▶ _Texte à lire_:

C'est pour cela qu'outre les caractères particuliers de certains hommes distingués par la vertu, ou par le vice, ou par le mélange et l'assortiment bizarre de l'une et de l'autre, il est très-important de remarquer encore dans l'histoire les caractères généraux des différentes conditions. Ainsi, tout ce qui peut apprendre à bien connaître le génie et le caractère ordinaire de ceux qui vivent à la cour ou dans la profession des armes, des magistrats, des différents corps, et du peuple, mérite pour le moins autant votre attention, que les traits qui ne marquent que le caractère d'un homme en particulier : ce sont des copies dont les originaux subsistent et vivent toujours, et des caractères communs, qui sont moins susceptibles de variété et d'inégalité que ceux des particuliers.

On reconnaît tous les jours, dans le commerce du monde, ce que l'on a déjà lu dans l'histoire; et l'expérience, se joignant à l'étude et aux réflexions, achève bien plus aisément d'y ajouter les traits singuliers qui peuvent manquer à ces por

traits.

Vous plaindrez-vous encore après cela, mon cher fils, du peu d'étendue que je donne à vos remarques? Mais plutôt ne vous plaindrez-vous pas, au contraire, de ce que je vous jette dans une autre extrémité? Je crois cependant avoir gardé à peu près le juste milieu, et il me semble que je ne vous ai rien proposé qui ne soit utile et presque propre à votre état. Mais d'ailleurs, je vous l'ai déjà dit, et je dois vous le répéter encore,

ce n'est pas ici l'ouvrage d'un jour c'est, à proprement parler, le plan d'étude de toute votre vie.

J'oubliais presque un quatrième et dernier objet de vos remarques, après vous avoir parlé de ce qui regarde les choses divines, naturelles et humaines. Je pourrais même l'oublier entièrement, parce que je n'ai rien à vous dire sur ce dernier objet, si ce n'est de suivre votre attrait, et de vous laisser conduire par votre goût.

Je veux parler, mon cher fils, de la critique et de la philologie, qui, dans le sens le plus étendu que l'on donne quelquefois à ce nom, comprend même la critique. Elle a trois objets principaux.

La critique, proprement dite, est le jugement des auteurs, de leur âge, de l'authenticité, de l'autorité de leurs écrits, des dates et autres notes chronologiques, de la vérité et de l'exactitude des faits qu'ils racontent.

Le second regarde le détail des mœurs et des antiquités de chaque nation, que l'on peut appeler les aménités de l'histoire, et dont je vous ai parlé sous un autre nom, en traitant des secours ou des accompagnements de l'histoire.

Le troisième, qui sera peut-être encore plus de votre goût que les deux premiers, consiste dans l'examen des beautés et des ornements du langage, soit par rapport à la narration et aux descriptions, soit par rapport à l'éloquence qui brille principalement dans les harangues que les historiens mettent dans la bouche de leurs principaux acteurs, soit enfin par rapport aux traits de morale ou de politique qui y sont répandus.

▶ _Informations fournies_:
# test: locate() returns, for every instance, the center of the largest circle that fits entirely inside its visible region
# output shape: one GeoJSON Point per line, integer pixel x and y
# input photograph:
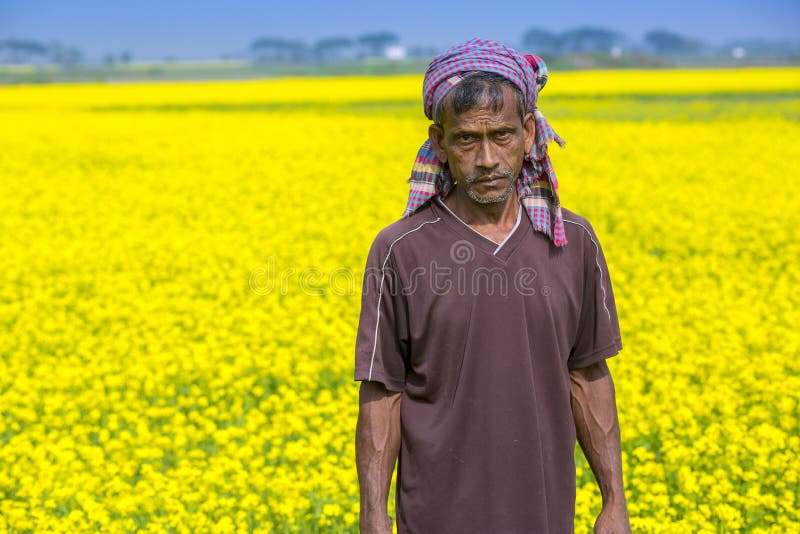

▶ _À faire_:
1/ Recopiez mot pour mot, dans le texte sur l'étude de l'histoire, le passage qui va de "ce n'est pas" jusqu'à "faits qu'ils racontent.".
2/ Répondez à ces questions sur le texte sur l'étude de l'histoire :
(a) Quel quatrième et dernier objet des remarques l'auteur avait-il presque oublié ?
(b) Quel nom l'auteur donne-t-il au détail des mœurs et des antiquités de chaque nation ?
(c) D'après l'auteur, qu'est-ce que ce travail, à proprement parler ?
3/ Écrivez la suite du texte sur l'étude de l'histoire, après sa dernière phrase.

▶ _Corrigé_:
1/
ce n'est pas ici l'ouvrage d'un jour c'est, à proprement parler, le plan d'étude de toute votre vie.

J'oubliais presque un quatrième et dernier objet de vos remarques, après vous avoir parlé de ce qui regarde les choses divines, naturelles et humaines. Je pourrais même l'oublier entièrement, parce que je n'ai rien à vous dire sur ce dernier objet, si ce n'est de suivre votre attrait, et de vous laisser conduire par votre goût.

Je veux parler, mon cher fils, de la critique et de la philologie, qui, dans le sens le plus étendu que l'on donne quelquefois à ce nom, comprend même la critique. Elle a trois objets principaux.

La critique, proprement dite, est le jugement des auteurs, de leur âge, de l'authenticité, de l'autorité de leurs écrits, des dates et autres notes chronologiques, de la vérité et de l'exactitude des faits qu'ils racontent.

2/
(a) La critique et la philologie.
(b) Les aménités de l'histoire.
(c) Le plan d'étude de toute la vie de son fils.

3/
Je me suis déjà assez expliqué sur le second point qui fait partie des accompagnements de l'histoire, pour vous faire connaître ce que vous devez remarquer sur ce point dans la lecture des historiens.

A l'égard du premier, qui regarde la pure critique, si vous me demandez mon sentiment, je vous conseillerai de vous en reposer sur les meilleurs auteurs qui en ont traité ex professo, et de les prendre seulement comme des guides, quand vous en aurez besoin, dans le cours de votre marche, sans vouloir parcourir vous-même tout le pays qu'ils ont été obligés de battre

avant que de se fixer à une route certaine : ce travail serait ou inutile, si vous le faisiez imparfaitement, ou trop long et trop pénible, si vous y apportiez toute l'exactitude nécessaire. D'ailleurs, s'il se présente dans la suite de votre vie des occasions particulières où la nécessité des affaires demande que vous approfondissiez un point de critique essentiel pour bien décider la question que vous aurez à traiter, vous pourrez le faire aisément avec toutes les notions et les connaissances que vous aurez acquises.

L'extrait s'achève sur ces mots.